> _WHAT IS ASKED_
Can you reproduce the data below, substituting "place a mark" for every "put a dot" and leaving everything else unchanged?

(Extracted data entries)

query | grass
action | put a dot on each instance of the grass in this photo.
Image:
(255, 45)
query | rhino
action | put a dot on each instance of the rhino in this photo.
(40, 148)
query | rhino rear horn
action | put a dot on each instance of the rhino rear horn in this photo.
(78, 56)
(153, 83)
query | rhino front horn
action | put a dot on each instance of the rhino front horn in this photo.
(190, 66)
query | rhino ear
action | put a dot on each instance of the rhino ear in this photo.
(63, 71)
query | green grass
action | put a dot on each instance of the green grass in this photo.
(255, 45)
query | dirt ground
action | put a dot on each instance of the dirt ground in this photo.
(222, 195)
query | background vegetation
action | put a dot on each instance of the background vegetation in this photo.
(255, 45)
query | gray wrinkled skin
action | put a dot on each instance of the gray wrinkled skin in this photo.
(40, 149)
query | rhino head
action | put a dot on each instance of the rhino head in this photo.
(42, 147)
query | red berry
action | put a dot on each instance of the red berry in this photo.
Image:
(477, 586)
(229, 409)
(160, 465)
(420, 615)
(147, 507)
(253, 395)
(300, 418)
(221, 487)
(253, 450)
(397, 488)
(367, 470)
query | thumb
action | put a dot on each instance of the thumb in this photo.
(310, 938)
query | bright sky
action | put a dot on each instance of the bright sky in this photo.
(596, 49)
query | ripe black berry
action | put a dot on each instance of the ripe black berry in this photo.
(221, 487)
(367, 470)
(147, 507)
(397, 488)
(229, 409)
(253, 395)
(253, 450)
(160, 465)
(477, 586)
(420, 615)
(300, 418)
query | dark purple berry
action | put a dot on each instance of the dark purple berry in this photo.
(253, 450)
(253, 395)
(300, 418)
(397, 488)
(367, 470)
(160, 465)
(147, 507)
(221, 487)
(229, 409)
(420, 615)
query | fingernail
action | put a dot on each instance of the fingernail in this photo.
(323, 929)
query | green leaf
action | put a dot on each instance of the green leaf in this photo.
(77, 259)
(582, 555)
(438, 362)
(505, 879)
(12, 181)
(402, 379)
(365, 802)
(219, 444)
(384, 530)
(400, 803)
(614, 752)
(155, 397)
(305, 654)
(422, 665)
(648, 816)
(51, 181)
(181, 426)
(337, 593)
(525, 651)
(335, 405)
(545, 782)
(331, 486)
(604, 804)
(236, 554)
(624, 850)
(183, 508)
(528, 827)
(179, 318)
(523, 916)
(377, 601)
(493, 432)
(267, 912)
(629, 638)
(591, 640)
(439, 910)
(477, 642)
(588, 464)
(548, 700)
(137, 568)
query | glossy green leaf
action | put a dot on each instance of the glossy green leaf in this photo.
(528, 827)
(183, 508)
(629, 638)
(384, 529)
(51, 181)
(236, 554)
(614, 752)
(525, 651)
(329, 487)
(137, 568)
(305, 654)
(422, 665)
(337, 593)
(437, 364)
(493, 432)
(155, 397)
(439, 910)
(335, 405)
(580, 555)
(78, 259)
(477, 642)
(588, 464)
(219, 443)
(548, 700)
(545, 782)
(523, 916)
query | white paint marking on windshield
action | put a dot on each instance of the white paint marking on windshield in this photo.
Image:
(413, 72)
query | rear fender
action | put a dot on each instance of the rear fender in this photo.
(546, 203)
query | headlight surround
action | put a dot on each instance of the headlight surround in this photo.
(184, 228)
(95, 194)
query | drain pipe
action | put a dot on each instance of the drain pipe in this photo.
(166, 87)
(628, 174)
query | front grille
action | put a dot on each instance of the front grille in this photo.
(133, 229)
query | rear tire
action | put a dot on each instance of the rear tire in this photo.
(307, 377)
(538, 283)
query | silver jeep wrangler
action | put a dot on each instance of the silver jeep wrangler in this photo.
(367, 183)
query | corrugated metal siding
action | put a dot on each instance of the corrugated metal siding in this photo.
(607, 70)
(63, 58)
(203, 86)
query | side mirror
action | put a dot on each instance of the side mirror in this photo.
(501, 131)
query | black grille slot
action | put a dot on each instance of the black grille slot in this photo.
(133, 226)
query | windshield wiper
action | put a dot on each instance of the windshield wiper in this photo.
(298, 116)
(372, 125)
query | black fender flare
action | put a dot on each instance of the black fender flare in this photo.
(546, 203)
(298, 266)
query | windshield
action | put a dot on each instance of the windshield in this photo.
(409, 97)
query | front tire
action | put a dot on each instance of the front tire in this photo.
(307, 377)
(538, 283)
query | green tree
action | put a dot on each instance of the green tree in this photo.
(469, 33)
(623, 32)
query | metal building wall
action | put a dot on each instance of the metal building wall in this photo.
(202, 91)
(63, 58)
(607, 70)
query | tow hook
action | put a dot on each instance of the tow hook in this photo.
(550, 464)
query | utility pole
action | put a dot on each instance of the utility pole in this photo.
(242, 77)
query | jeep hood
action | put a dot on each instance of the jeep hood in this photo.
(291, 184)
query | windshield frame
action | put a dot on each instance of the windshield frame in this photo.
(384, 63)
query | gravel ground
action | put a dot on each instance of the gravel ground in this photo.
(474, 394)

> _RESULT BELOW_
query | grass
action | place a mark on each instance of the grass in this photo.
Image:
(255, 45)
query | rhino
action | place a mark on each instance of the rhino in this photo.
(40, 148)
query | rhino rear horn
action | place a mark on each instance of the rhino rear horn in this photo.
(78, 56)
(153, 83)
query | rhino front horn
action | place a mark on each instance of the rhino front horn in this photo.
(190, 66)
query | rhino ear
action | place a mark on each instance of the rhino ear in this photo.
(63, 71)
query | green grass
action | place a mark on each instance of the green grass in this photo.
(255, 45)
query | dirt ground
action | place a mark on each instance of the dirt ground in this photo.
(222, 195)
query | background vegetation
action | place a mark on each instance of the background vegetation in this photo.
(255, 45)
query | gray wrinkled skin
action | place a mark on each instance of the gray wrinkled skin in this photo.
(40, 149)
query | rhino head
action | place a mark on each instance of the rhino head in this photo.
(42, 147)
query | red berry
action | place a mark on each instance of the red berry in this photo.
Image:
(477, 586)
(229, 409)
(160, 465)
(420, 615)
(147, 507)
(253, 395)
(300, 418)
(221, 487)
(253, 450)
(397, 488)
(367, 470)
query | thumb
action | place a mark on each instance of the thumb in this photo.
(310, 938)
query | bright sky
action | place a mark on each instance of the bright sky in this photo.
(596, 49)
query | ripe black berry
action | place a mark on each instance of the ripe black berry in this photo.
(221, 487)
(367, 470)
(147, 507)
(397, 488)
(229, 409)
(253, 395)
(253, 450)
(160, 465)
(477, 586)
(420, 615)
(300, 418)
query | dark purple berry
action | place a mark on each instance of the dark purple berry in this photo.
(253, 450)
(253, 395)
(300, 418)
(397, 488)
(367, 470)
(160, 465)
(147, 507)
(221, 487)
(229, 409)
(420, 615)
query | fingernail
action | place a mark on each instance of the fingernail in this photo.
(323, 929)
query | green leaf
action | place a mark on each instance of the green leaf in this photo.
(77, 259)
(582, 555)
(438, 362)
(505, 879)
(12, 181)
(402, 379)
(365, 802)
(219, 444)
(384, 530)
(400, 803)
(614, 752)
(155, 397)
(305, 654)
(422, 665)
(648, 816)
(51, 181)
(181, 426)
(337, 593)
(525, 651)
(335, 405)
(545, 782)
(331, 486)
(604, 804)
(236, 554)
(624, 850)
(183, 508)
(528, 827)
(179, 318)
(523, 916)
(377, 601)
(493, 432)
(267, 912)
(629, 638)
(591, 640)
(439, 910)
(477, 642)
(588, 464)
(548, 700)
(137, 568)
query | glossy green leaf
action | place a mark on each instance of the glossy green leaf in this photo.
(528, 827)
(183, 508)
(629, 638)
(384, 529)
(51, 181)
(236, 554)
(614, 752)
(525, 651)
(329, 487)
(137, 568)
(305, 654)
(422, 665)
(337, 593)
(437, 364)
(493, 432)
(155, 397)
(439, 910)
(335, 405)
(580, 555)
(78, 259)
(477, 642)
(588, 464)
(219, 443)
(548, 700)
(545, 782)
(523, 916)
query | white paint marking on windshield
action | place a mark on each instance of the white paint marking on windshield in this photo.
Image:
(413, 72)
query | rear fender
action | place a mark on each instance of the rear fender in this photo.
(546, 203)
query | headlight surround
action | place a mark on each instance of the headlight surround in this photo.
(184, 228)
(95, 194)
query | drain pipe
action | place a mark on each instance of the drain pipe in this photo.
(166, 87)
(628, 174)
query | front grille
action | place a mark on each instance of the front grille in this photo.
(133, 229)
query | rear tire
action | place a mark on each instance of the rear tire in this photo.
(307, 377)
(538, 283)
query | silver jeep wrangler
action | place a mark on each instance of the silver jeep wrangler in this photo.
(367, 183)
query | corrugated metal siding
action | place a mark on each instance of the corrugated metal siding in this photo.
(607, 70)
(63, 58)
(203, 86)
query | side mirror
action | place a mark on each instance of the side mirror in this photo.
(501, 131)
query | black grille slot
action | place a mark on each instance of the black grille slot in this photo.
(133, 226)
query | windshield wiper
action | place a mark on each instance of the windshield wiper in this photo.
(298, 116)
(372, 125)
query | black fender flare
action | place a mark on each instance of the black fender flare in this photo.
(546, 203)
(298, 266)
query | windshield
action | place a mark on each instance of the windshield in this photo.
(409, 97)
query | front tire
action | place a mark on each instance of the front tire in this photo.
(307, 377)
(538, 283)
query | green tree
action | place a mark on each instance of the green tree in this photo.
(469, 33)
(623, 32)
query | metal building wall
action | place a mark on each instance of the metal building wall in this photo.
(202, 91)
(63, 58)
(607, 70)
query | tow hook
action | place a mark on each instance of the tow hook in this photo.
(550, 464)
query | utility pole
action | place a mark on each instance of the utility pole in this photo.
(242, 77)
query | jeep hood
action | place a mark on each instance of the jeep hood in this photo.
(291, 184)
query | windshield frame
action | place a mark on each instance of the windshield frame in this photo.
(384, 63)
query | gravel ground
action | place a mark on each instance of the gravel ground in this photo.
(474, 394)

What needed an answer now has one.